-- BEGIN --

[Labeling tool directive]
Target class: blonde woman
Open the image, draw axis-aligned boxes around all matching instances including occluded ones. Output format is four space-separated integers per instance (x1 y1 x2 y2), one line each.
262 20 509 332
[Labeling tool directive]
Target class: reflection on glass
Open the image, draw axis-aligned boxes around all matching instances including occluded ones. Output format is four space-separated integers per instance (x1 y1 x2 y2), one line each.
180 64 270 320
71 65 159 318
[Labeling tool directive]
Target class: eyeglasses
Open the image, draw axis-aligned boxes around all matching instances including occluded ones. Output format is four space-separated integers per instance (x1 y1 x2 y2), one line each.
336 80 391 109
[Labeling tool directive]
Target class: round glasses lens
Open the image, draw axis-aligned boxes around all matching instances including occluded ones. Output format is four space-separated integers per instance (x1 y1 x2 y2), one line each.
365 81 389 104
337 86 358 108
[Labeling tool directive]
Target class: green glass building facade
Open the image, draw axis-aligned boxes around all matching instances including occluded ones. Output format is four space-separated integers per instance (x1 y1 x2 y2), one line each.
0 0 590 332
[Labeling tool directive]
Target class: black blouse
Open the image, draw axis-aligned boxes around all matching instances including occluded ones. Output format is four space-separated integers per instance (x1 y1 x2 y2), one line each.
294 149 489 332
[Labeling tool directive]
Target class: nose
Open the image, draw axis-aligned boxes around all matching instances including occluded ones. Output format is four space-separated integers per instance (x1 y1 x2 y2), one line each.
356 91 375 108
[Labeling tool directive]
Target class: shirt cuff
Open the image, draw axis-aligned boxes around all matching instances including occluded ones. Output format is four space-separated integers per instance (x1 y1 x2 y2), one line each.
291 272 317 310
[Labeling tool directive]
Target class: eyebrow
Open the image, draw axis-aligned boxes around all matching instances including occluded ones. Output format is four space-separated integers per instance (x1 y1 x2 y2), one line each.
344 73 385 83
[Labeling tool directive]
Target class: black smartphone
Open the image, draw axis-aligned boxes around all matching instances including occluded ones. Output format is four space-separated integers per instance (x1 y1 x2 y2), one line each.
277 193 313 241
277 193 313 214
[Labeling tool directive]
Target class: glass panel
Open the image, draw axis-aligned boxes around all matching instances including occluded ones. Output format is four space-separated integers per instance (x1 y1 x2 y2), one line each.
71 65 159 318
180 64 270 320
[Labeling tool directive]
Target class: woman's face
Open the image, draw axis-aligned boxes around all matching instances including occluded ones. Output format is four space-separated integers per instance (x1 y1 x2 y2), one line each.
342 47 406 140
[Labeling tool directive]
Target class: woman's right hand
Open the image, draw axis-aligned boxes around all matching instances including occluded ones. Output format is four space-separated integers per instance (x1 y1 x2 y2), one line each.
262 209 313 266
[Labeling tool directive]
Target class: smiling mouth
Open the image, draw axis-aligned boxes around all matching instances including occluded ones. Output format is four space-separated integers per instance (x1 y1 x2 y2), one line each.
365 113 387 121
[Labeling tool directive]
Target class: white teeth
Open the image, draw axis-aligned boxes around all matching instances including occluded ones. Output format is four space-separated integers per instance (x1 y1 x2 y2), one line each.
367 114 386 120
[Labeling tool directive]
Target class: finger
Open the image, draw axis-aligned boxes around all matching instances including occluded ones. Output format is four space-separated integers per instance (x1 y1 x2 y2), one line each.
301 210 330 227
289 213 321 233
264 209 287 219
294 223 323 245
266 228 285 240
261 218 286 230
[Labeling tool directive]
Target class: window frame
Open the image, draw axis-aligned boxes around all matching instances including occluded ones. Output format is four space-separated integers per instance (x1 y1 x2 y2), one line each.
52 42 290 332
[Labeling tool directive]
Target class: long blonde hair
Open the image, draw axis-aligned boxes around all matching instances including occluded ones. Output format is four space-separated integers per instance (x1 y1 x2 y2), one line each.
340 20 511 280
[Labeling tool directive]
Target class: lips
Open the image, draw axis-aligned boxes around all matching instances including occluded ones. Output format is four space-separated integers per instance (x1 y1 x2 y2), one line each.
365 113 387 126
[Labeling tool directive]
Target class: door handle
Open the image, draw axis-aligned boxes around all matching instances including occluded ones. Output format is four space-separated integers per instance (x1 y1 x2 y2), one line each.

-- END --

**Task to carry out:** Update the data from its very beginning down to the line containing "336 80 391 109" by replacing "Target class" with "Object category" throughout, leaving everything else unchanged.

**Solution:**
[Labeling tool directive]
Object category: blonde woman
Open the image, draw axis-aligned boxes around all matching instances including occluded ones. Output format is four space-separated integers per instance (x1 y1 x2 y2), one line each.
262 20 509 332
[Labeling tool directive]
Object category: reflection on glass
Open the image, draw axis-aligned boxes around all matching instances including occluded ones. Output format is four space-separated integers per instance (x1 y1 x2 y2), one line each.
180 64 270 320
71 65 159 318
[Labeling tool directive]
Object category: eyeglasses
Open the image, draw axis-aligned boxes around all matching instances including occluded ones. Output format is four space-separated integers per instance (x1 y1 x2 y2), one line each.
336 80 391 109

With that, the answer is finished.